__Your assignment__.
When you reach the entries, transcribe each one exactly.
== == ==
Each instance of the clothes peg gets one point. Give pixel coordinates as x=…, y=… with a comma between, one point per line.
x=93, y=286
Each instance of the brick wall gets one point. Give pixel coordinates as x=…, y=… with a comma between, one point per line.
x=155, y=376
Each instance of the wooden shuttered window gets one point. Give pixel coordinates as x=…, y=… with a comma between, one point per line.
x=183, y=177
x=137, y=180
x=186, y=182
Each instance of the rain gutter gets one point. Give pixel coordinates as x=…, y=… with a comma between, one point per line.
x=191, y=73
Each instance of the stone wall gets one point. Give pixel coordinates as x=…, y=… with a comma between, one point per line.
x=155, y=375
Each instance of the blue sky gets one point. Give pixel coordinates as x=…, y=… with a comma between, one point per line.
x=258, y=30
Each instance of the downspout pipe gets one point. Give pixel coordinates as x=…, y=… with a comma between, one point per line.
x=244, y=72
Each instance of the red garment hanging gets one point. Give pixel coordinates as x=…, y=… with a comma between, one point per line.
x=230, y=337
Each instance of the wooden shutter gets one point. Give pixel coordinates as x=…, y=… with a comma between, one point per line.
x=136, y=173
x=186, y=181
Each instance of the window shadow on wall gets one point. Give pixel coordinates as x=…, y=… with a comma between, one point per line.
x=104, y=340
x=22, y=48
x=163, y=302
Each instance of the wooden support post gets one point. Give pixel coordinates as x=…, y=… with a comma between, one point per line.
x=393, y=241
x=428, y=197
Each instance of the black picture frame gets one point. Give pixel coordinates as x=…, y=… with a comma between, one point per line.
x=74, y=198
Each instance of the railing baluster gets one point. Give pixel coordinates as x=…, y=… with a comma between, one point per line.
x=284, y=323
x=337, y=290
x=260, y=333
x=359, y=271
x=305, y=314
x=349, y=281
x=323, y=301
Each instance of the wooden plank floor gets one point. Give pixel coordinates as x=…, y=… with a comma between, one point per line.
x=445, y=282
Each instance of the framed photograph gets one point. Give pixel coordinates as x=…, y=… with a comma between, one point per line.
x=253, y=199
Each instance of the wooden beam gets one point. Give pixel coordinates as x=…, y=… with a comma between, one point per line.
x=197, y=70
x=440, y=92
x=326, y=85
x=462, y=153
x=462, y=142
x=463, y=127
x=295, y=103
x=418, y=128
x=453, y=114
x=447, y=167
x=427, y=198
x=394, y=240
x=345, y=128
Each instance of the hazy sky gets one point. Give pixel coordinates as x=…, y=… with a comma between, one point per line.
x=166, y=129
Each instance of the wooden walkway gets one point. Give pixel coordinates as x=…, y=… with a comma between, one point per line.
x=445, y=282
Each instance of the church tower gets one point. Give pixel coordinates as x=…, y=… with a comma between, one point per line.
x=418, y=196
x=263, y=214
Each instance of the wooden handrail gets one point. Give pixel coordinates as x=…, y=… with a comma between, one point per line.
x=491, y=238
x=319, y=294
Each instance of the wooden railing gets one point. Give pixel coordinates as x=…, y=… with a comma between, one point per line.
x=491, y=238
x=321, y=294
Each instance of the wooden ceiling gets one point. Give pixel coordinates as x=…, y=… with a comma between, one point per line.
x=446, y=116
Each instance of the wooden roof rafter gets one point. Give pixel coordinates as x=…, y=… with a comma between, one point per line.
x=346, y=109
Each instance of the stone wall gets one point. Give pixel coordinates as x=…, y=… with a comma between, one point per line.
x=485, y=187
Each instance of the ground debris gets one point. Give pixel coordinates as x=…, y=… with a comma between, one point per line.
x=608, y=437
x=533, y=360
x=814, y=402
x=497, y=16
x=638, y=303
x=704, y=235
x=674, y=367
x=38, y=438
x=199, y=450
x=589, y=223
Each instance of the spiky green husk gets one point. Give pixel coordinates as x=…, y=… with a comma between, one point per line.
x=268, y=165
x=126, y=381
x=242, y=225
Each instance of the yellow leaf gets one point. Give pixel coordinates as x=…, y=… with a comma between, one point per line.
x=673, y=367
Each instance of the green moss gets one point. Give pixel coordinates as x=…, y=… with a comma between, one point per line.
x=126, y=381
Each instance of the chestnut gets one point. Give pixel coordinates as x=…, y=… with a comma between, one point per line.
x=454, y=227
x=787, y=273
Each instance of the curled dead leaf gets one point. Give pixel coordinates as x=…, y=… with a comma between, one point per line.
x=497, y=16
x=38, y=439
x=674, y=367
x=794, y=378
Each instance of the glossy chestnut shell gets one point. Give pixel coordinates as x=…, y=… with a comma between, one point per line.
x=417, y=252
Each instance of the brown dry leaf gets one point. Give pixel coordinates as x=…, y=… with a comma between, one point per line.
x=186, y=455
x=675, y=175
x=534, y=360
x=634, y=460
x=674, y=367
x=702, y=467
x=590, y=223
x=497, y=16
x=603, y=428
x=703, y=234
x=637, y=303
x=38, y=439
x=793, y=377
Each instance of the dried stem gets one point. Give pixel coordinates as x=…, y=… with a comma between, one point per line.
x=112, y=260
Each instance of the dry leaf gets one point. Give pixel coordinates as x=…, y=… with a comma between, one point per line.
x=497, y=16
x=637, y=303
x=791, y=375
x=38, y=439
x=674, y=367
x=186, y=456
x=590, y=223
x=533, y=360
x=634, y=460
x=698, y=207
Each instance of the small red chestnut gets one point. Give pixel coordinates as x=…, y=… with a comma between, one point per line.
== == ==
__Written reply__.
Each instance of the clothes peg gets one point. Give pixel coordinates as x=…, y=… with a comma between, one point per line.
x=93, y=286
Each instance of the brick wall gets one point. Give pixel coordinates as x=…, y=… with a comma between, one point per line.
x=155, y=376
Each instance of the wooden shuttered window gets one point. Give pixel coordinates as x=…, y=… with a comma between, one point per line.
x=183, y=177
x=137, y=180
x=186, y=182
Each instance of the rain gutter gets one point. Give pixel coordinates as x=…, y=… with a comma between, one point per line.
x=191, y=73
Each instance of the stone wall gets one point. Give pixel coordinates as x=…, y=… with a comma between, one point per line.
x=155, y=375
Each instance of the blue sky gets one point. Give pixel coordinates as x=…, y=… with a comma between, one point per line.
x=258, y=30
Each instance of the downspout pipe gets one point. Give pixel coordinates as x=…, y=… with a comma between, one point per line.
x=244, y=72
Each instance of the red garment hanging gets one point. Give pixel coordinates as x=…, y=… with a comma between, one point per line.
x=230, y=337
Each instance of the wooden shutter gets one point. Give pixel coordinates as x=…, y=… with a comma between, one point per line.
x=136, y=173
x=186, y=181
Each instance of the window shadow on wall gets one point. Give pixel coordinates as x=…, y=… with a comma between, one point per line.
x=104, y=340
x=22, y=48
x=163, y=302
Each instance of the wooden support post gets one point. Give pixel coordinates as x=…, y=… with a comma between, one point per line.
x=393, y=241
x=428, y=197
Each instance of the black picture frame gets one point. Give pixel coordinates as x=…, y=… with a comma between, one point per line.
x=74, y=198
Each instance of the railing baluster gets one point. Give pixel coordinates as x=…, y=… with a comma between, one point per line.
x=284, y=323
x=337, y=290
x=260, y=333
x=359, y=271
x=305, y=314
x=349, y=281
x=323, y=301
Each instance of the wooden plank floor gets one point. Give pixel coordinates as x=…, y=… with a comma between, one point per line.
x=445, y=282
Each instance of the framed photograph gets one point. Give pixel coordinates as x=…, y=… with a comma between, one point per line.
x=253, y=199
Each instance of the wooden beam gets one point. Give pixel coordinates as x=…, y=… with a comma between, one point per line.
x=197, y=70
x=440, y=92
x=326, y=85
x=462, y=153
x=462, y=142
x=463, y=127
x=295, y=103
x=418, y=128
x=453, y=114
x=447, y=167
x=427, y=198
x=394, y=240
x=345, y=128
Each instance of the hazy sky gets one point. Give pixel coordinates as x=…, y=… with a comma between, one point per line.
x=166, y=129
Each instance of the wooden walkway gets one point. Give pixel coordinates as x=…, y=… with a comma between, one point per line.
x=445, y=282
Each instance of the church tower gets one point. Give pixel coordinates as x=…, y=… with a comma between, one point per line.
x=418, y=196
x=263, y=214
Each instance of the wooden handrail gets one point. Give pixel coordinates as x=…, y=… with a comma between, one point per line.
x=491, y=238
x=319, y=294
Each instance of the wooden railing gets one point. Give pixel coordinates as x=…, y=… with a comma between, one point per line.
x=491, y=238
x=321, y=294
Each instance of the wooden ceiling gets one point. Give pixel coordinates as x=…, y=… with a comma between, one point per line.
x=446, y=116
Each instance of the wooden roof rafter gets one point. Give pixel coordinates as x=…, y=… with a comma between, one point per line.
x=346, y=109
Each instance of the stone wall gets one point. Give pixel coordinates as x=…, y=… with a comma between, one point per line.
x=485, y=187
Each instance of the ground debris gets one point. Give pixel coordinates as x=…, y=… with a comma between, one point per line.
x=608, y=437
x=533, y=360
x=814, y=402
x=497, y=16
x=638, y=303
x=704, y=235
x=674, y=367
x=38, y=438
x=199, y=450
x=589, y=223
Each instance of the spiky green husk gets one point. Give pixel coordinates as x=…, y=… with a comma between, one point per line.
x=268, y=165
x=126, y=381
x=242, y=225
Each instance of the yellow leaf gets one point. Give pixel coordinates as x=…, y=… with a comma between, one point per line.
x=673, y=367
Each instance of the green moss gets one point. Give pixel coordinates as x=…, y=… with a comma between, one point per line.
x=126, y=381
Each instance of the chestnut gets one point. Give pixel coordinates as x=…, y=… with a comma between, one point per line.
x=454, y=227
x=787, y=273
Each instance of the curled dead leaf gets one point. Give pixel coordinates as x=…, y=… with a comma between, one point per line.
x=497, y=16
x=38, y=439
x=674, y=367
x=794, y=378
Each instance of the glossy chestnut shell gets one point. Give pixel coordinates as x=…, y=… with a comma between, one point per line.
x=417, y=252
Each instance of the brown dry leaf gets one point. Give pixel coordinates as x=…, y=… with a comma between, one point per line.
x=186, y=455
x=675, y=175
x=534, y=360
x=634, y=460
x=674, y=367
x=702, y=467
x=590, y=223
x=497, y=16
x=603, y=428
x=703, y=234
x=637, y=303
x=38, y=439
x=793, y=377
Each instance of the dried stem gets one point. Give pixel coordinates as x=…, y=… with a comma between, one point per line.
x=112, y=260
Each instance of the dry leaf gets one point. Give pixel coordinates as x=…, y=… with a comma between, one point per line.
x=497, y=16
x=637, y=303
x=791, y=375
x=38, y=439
x=674, y=367
x=186, y=456
x=590, y=223
x=533, y=360
x=634, y=460
x=698, y=207
Each instance of the small red chestnut gets one point. Give pixel coordinates as x=…, y=… with a comma between, one point per line.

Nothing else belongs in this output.